Find every line in the records below that contains the string "dark", matching case exactly, and copy each of those lines out in full.

----

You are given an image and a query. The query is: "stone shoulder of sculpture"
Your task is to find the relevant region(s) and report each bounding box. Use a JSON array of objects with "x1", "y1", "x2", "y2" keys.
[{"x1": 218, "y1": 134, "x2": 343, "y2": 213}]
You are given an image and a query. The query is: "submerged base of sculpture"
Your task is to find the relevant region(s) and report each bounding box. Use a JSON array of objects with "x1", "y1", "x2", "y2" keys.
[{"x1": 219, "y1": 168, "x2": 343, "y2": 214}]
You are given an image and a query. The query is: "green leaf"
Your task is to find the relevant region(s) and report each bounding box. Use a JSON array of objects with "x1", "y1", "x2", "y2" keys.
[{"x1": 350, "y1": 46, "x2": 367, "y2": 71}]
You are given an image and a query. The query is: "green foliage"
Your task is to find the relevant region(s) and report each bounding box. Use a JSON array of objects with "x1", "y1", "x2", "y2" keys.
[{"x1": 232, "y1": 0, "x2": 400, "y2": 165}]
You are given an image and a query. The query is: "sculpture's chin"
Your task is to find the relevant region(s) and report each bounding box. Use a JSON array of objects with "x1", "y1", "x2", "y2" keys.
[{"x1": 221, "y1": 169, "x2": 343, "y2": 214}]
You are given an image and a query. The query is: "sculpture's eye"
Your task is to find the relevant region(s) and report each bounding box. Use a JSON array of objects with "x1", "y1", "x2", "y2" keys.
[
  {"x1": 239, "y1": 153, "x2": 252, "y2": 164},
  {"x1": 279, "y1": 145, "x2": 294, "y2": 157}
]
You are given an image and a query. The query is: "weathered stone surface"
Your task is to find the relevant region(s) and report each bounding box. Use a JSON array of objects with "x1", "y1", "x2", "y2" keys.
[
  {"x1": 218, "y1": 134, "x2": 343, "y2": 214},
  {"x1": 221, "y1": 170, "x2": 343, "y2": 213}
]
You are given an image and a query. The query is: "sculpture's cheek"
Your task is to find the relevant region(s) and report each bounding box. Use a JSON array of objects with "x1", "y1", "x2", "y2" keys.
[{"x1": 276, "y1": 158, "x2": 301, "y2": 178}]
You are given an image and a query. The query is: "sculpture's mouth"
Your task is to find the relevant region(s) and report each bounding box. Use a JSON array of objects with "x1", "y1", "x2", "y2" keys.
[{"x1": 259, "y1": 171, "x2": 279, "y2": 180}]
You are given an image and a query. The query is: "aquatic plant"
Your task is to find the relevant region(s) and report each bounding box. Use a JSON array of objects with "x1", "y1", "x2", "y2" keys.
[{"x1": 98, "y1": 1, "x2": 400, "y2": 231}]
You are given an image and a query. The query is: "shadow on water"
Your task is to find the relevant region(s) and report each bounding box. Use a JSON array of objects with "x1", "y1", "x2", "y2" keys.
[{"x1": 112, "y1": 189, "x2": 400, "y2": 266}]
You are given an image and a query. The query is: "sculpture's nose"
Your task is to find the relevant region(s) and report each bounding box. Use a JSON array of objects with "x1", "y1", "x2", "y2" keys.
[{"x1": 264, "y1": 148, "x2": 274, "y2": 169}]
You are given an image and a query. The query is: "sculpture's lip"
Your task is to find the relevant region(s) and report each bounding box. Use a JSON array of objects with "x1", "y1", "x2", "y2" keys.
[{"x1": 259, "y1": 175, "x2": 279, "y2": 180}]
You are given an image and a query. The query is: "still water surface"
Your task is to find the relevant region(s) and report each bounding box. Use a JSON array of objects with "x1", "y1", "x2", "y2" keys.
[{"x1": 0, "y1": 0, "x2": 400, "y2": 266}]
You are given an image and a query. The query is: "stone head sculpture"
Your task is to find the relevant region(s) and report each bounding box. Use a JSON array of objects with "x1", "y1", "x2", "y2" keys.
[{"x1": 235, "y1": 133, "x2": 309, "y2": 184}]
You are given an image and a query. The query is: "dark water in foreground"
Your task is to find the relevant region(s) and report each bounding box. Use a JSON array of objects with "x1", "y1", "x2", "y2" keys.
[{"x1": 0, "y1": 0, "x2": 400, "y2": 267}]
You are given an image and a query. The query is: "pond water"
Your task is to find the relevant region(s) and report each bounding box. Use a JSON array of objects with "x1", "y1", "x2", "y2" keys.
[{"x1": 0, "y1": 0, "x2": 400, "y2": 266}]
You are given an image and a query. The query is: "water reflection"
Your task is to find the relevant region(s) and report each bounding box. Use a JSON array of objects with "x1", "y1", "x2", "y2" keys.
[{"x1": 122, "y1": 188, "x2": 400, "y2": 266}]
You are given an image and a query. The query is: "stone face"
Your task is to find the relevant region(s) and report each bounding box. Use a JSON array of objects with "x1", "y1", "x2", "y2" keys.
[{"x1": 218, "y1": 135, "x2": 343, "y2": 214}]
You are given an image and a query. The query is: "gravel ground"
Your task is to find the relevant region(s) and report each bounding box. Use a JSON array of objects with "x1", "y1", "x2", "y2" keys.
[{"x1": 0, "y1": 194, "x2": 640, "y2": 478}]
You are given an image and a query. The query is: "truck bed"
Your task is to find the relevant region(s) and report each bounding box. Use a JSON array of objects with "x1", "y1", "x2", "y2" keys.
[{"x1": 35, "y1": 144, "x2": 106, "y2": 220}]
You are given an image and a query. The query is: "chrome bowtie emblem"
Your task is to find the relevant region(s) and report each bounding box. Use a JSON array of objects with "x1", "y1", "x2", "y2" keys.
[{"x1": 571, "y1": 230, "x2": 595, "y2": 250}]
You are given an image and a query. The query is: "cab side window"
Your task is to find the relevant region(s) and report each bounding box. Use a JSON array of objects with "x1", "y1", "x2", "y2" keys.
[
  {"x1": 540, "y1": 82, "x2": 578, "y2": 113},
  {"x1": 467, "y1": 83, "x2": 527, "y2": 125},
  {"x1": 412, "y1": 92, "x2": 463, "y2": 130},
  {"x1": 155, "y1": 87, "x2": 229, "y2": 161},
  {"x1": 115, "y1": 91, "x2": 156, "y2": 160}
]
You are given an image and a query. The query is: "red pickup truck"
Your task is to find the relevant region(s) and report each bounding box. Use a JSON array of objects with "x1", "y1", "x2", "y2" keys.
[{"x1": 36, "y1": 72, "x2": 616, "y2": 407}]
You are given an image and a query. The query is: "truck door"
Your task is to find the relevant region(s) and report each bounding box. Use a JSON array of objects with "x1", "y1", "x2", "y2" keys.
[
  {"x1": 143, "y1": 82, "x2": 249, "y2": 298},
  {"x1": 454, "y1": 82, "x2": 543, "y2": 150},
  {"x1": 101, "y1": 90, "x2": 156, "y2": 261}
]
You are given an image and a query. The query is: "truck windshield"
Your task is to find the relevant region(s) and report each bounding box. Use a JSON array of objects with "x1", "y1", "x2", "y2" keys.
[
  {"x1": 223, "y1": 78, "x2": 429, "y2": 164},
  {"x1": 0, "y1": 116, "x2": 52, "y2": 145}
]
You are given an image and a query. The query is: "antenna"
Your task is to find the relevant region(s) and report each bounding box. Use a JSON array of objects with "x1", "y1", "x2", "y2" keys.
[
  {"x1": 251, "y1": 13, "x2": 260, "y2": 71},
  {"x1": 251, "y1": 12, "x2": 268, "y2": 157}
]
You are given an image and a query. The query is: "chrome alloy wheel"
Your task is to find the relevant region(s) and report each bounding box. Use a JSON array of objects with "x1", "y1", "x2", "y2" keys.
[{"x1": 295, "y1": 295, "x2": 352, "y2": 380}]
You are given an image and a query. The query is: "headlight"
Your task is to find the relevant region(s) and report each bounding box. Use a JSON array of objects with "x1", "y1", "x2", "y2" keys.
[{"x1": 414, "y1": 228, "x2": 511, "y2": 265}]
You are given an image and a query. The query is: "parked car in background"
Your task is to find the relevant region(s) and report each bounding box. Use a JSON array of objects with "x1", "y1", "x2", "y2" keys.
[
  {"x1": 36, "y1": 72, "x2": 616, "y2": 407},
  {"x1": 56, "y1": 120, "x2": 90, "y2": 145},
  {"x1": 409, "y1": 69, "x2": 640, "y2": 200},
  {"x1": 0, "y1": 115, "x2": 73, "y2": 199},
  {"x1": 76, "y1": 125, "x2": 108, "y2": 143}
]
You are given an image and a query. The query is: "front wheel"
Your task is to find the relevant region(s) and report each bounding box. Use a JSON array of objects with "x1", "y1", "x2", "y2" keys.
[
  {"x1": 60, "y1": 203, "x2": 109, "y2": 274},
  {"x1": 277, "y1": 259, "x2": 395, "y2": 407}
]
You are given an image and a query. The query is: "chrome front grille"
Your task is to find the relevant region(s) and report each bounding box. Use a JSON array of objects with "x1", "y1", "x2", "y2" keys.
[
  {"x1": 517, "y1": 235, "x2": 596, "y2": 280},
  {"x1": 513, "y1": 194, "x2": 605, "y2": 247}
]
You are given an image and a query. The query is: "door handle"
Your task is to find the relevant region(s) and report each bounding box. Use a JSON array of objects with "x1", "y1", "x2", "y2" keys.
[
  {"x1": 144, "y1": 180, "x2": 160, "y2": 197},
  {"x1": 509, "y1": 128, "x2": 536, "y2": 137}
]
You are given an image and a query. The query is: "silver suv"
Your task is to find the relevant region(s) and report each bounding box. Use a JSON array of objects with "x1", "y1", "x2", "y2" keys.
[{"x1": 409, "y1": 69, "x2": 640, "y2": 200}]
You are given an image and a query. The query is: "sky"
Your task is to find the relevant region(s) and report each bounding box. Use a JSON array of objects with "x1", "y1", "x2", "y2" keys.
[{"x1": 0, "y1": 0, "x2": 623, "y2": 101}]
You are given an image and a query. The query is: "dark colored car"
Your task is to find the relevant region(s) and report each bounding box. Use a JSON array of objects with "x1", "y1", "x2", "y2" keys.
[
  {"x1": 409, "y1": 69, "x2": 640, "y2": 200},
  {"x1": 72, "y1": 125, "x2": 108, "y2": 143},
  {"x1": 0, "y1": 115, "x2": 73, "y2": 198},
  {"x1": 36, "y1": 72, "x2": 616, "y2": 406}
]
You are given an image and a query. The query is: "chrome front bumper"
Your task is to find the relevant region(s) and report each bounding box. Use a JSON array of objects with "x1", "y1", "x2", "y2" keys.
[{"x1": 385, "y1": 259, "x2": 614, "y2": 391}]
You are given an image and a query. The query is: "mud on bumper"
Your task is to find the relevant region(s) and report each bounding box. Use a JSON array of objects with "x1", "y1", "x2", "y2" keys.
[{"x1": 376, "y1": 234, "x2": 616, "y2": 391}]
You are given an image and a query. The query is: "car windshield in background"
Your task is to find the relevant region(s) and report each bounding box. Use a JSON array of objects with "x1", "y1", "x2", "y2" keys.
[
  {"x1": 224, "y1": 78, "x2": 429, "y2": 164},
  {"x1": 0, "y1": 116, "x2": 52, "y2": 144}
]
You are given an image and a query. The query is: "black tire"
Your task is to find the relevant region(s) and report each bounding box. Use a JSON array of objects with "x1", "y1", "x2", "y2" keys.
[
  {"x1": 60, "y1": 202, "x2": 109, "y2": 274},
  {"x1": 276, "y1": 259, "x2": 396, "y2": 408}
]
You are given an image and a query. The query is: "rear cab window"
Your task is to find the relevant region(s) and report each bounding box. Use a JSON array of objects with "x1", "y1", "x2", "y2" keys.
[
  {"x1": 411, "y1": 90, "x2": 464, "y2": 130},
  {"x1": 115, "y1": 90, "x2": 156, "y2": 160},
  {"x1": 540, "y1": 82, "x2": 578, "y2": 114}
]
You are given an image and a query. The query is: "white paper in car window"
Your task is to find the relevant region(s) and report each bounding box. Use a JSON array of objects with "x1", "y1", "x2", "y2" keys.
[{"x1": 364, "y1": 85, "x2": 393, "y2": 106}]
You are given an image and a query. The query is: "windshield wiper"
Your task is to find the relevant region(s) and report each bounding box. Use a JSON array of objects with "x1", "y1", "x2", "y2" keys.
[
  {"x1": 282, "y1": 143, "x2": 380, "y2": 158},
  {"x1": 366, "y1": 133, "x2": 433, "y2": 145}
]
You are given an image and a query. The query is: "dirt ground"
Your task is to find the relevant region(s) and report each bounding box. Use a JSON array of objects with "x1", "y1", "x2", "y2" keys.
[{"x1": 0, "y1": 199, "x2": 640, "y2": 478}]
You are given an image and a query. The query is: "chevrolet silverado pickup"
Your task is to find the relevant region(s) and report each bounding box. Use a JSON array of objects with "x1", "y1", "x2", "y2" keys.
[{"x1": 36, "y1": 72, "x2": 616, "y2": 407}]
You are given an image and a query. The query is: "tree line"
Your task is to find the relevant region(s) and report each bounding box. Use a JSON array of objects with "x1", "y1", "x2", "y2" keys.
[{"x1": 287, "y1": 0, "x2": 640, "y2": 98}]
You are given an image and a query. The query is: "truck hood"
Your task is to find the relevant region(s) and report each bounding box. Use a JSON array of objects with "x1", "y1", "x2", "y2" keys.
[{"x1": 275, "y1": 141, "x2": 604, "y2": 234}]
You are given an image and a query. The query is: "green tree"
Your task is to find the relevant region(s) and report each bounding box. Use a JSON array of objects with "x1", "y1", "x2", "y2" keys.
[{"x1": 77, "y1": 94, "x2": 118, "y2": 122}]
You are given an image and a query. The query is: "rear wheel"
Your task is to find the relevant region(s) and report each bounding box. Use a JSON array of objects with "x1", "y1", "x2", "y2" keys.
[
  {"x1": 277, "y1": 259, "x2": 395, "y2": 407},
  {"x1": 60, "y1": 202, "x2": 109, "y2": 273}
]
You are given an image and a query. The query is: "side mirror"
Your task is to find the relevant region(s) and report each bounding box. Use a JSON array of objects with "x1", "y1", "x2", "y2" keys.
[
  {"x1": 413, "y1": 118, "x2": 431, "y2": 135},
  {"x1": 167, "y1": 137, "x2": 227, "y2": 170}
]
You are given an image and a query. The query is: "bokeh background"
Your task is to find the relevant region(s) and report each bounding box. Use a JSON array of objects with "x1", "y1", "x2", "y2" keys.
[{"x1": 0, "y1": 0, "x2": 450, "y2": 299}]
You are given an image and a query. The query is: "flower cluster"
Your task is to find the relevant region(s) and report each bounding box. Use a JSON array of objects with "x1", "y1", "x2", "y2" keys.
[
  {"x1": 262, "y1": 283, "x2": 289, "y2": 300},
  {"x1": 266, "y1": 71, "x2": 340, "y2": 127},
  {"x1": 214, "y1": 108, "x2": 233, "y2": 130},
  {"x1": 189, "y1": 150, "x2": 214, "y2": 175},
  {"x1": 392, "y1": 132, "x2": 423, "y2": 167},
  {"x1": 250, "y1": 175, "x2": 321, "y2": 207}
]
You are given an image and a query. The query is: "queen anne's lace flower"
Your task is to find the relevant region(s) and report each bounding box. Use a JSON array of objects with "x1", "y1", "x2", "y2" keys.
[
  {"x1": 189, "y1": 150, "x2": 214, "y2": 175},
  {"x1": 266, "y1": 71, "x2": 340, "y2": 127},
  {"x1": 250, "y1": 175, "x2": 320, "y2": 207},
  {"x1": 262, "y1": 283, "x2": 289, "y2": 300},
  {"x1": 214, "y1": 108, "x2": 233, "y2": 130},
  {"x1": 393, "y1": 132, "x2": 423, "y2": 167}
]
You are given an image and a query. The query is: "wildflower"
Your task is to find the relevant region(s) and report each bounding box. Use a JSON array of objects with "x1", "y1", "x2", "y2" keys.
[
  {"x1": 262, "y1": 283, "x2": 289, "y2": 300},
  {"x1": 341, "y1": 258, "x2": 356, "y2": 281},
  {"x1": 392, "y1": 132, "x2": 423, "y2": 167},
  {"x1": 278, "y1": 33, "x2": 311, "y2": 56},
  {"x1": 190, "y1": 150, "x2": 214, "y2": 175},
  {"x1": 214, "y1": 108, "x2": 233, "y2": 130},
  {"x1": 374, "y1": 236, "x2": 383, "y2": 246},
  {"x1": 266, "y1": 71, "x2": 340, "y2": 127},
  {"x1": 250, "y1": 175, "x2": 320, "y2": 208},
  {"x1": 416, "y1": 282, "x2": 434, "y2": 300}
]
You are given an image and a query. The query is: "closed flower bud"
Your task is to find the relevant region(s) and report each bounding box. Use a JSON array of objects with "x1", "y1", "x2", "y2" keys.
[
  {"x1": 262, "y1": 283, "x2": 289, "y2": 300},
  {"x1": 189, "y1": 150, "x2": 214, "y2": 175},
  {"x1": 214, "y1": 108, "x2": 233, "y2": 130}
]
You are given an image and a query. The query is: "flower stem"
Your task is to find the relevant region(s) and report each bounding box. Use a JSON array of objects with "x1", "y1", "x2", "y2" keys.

----

CORRECT RESPONSE:
You are given an image and a query. The query is: "dark water in foreground"
You are given an image and a query. The query is: "dark colored car"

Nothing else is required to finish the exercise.